What you need to do:
Rewrite the listing below with every "spotted" changed to "located", leaving all other text untouched.

Supplied material:

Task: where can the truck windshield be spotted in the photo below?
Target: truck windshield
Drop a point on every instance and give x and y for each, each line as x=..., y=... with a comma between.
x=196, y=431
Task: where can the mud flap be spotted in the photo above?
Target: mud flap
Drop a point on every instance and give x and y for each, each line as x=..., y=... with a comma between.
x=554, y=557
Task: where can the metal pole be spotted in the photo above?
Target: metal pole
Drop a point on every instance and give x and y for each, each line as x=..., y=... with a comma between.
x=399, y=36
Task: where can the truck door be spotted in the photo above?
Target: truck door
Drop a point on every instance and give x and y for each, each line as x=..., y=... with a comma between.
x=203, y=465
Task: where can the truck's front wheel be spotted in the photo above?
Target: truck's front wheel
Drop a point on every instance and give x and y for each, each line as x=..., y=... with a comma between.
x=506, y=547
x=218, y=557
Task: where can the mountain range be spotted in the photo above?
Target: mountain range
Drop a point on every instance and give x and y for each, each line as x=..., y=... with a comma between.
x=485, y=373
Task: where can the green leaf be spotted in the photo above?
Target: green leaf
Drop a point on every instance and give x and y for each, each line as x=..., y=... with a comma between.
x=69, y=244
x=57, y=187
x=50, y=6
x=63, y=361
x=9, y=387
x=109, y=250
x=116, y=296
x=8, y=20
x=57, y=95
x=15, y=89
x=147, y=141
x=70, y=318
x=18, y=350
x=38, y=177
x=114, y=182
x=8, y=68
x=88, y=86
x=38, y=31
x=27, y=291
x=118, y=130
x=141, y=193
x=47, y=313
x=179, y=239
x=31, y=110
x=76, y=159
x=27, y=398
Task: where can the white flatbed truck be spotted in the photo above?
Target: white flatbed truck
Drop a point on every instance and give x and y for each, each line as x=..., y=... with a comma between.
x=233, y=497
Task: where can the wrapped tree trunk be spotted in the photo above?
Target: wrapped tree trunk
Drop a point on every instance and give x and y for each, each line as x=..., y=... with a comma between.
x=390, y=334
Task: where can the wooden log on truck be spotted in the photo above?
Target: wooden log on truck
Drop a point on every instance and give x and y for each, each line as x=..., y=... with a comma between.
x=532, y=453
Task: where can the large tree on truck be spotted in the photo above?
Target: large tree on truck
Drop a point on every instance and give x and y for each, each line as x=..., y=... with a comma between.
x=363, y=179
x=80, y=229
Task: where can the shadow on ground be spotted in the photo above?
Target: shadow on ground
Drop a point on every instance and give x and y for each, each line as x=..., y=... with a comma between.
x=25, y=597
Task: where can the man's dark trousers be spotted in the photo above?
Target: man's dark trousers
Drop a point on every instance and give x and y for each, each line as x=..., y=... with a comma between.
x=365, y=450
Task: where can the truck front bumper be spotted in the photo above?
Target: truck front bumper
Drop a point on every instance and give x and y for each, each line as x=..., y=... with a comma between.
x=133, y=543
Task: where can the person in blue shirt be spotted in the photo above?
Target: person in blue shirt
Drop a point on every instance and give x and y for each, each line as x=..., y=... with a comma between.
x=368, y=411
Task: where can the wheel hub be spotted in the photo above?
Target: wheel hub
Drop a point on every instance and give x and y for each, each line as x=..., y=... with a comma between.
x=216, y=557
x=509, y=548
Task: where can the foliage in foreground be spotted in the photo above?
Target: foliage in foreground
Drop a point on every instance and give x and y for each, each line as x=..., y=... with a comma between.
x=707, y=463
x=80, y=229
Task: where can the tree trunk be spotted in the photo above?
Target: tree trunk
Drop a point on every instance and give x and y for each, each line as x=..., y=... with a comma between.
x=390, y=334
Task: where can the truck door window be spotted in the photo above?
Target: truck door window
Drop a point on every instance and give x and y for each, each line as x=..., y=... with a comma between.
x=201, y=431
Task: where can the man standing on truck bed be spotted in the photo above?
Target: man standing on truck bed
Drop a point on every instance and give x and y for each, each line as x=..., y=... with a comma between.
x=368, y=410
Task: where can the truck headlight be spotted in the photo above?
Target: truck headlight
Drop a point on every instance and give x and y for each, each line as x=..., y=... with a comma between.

Output below:
Task: where can the truck windshield be located in the photo below?
Target: truck windshield
Drop a point on every instance and give x and y for each, each line as x=..., y=... with a comma between.
x=196, y=431
Task: where can the mud flap be located in the photo above?
Target: mud flap
Drop a point on every instance and give x and y for each, each line as x=..., y=... with a comma between.
x=554, y=557
Task: where can the metal pole be located in the photo above?
Target: metal pole
Drop a point on every instance and give x and y for each, each line as x=..., y=... with a comma between.
x=399, y=36
Task: where can the truck door be located in the photo above?
Target: truck door
Drop a point on every instance and give x and y for each, each line as x=..., y=... with a comma between.
x=203, y=465
Task: where can the truck's front wheel be located in the photo above?
Target: truck's front wheel
Drop a point on every instance and give x and y for each, each line as x=..., y=... with a comma between.
x=506, y=547
x=218, y=557
Task: where can the mountain range be located in the photo above?
Target: mountain range
Drop a point on every instance and give x and y for each, each line as x=..., y=... with a comma between.
x=485, y=373
Task: where can the green leaf be located in the photo above?
Target: green leaf
Drop a point on every instance and give x and y for each, each line as x=..., y=... with a comma between.
x=69, y=244
x=57, y=187
x=50, y=6
x=63, y=361
x=9, y=387
x=109, y=250
x=116, y=296
x=8, y=20
x=57, y=95
x=15, y=89
x=147, y=141
x=70, y=318
x=18, y=350
x=38, y=177
x=114, y=182
x=8, y=68
x=88, y=86
x=38, y=31
x=27, y=291
x=118, y=130
x=141, y=193
x=47, y=313
x=179, y=239
x=31, y=110
x=76, y=159
x=27, y=398
Task: where can the white flatbed truck be located in the photo above?
Target: white flatbed truck
Drop a point on every instance and give x and y for each, each line as x=..., y=... with a comma between.
x=233, y=497
Task: where can the wrapped tree trunk be located in the photo above?
Target: wrapped tree trunk
Drop a point on every instance and give x and y for each, each line as x=..., y=... with a comma between.
x=390, y=334
Task: where can the wooden log on truck be located in the photo above?
Target: wooden log on truck
Drop a point on every instance and give x and y for each, each line as x=..., y=... with a comma between.
x=532, y=453
Task: where can the large tree on truck be located in the photo above?
Target: large tree on truck
Drop a point on every instance and give x and y for each, each line as x=..., y=... with a comma between.
x=363, y=179
x=80, y=229
Task: where can the shadow on ground be located in the photo above?
Target: shadow on ground
Drop a point on every instance and give x and y for each, each line as x=..., y=... with a comma between.
x=25, y=597
Task: where can the man's dark trousers be located in the photo above?
Target: man's dark trousers
Drop a point on every instance and give x and y for each, each line as x=..., y=... with a comma between.
x=365, y=450
Task: where can the truck front bumper be located in the photo above?
Target: truck front bumper
Drop a point on every instance and give x and y for each, each line as x=..., y=... with a comma between.
x=133, y=543
Task: where can the person in blue shirt be located in the photo above?
Target: person in blue shirt
Drop a point on every instance and give x and y for each, each line as x=..., y=... with a comma between.
x=368, y=411
Task: where can the wheel hub be located in the photo above?
Target: wheel hub
Drop a point on every instance and give x and y for each, each line as x=..., y=... with a comma between.
x=216, y=557
x=509, y=548
Task: where can the foliage in foreground be located in the photo above?
Target: foliage in foreground
Drop a point on every instance and give x and y for each, each line as x=..., y=... with a comma between.
x=707, y=463
x=80, y=229
Task: where can the tree trunk be located in the photo above?
Target: tree trunk
Drop a point on every instance and give x and y for each, each line as x=..., y=... with a comma between.
x=390, y=334
Task: where can the truck door window be located in the photo above?
Target: truck door window
Drop a point on every instance and give x and y for each, each line as x=..., y=... with a comma between.
x=201, y=431
Task: where can the man standing on truck bed be located in the photo above?
Target: man standing on truck bed
Drop a point on every instance and give x and y for each, each line as x=..., y=... with a comma between.
x=368, y=410
Task: where can the truck headlight be located in the photo above?
Target: truck headlight
Drop a point on every instance and give x and y for each, each line as x=..., y=... with a comma between.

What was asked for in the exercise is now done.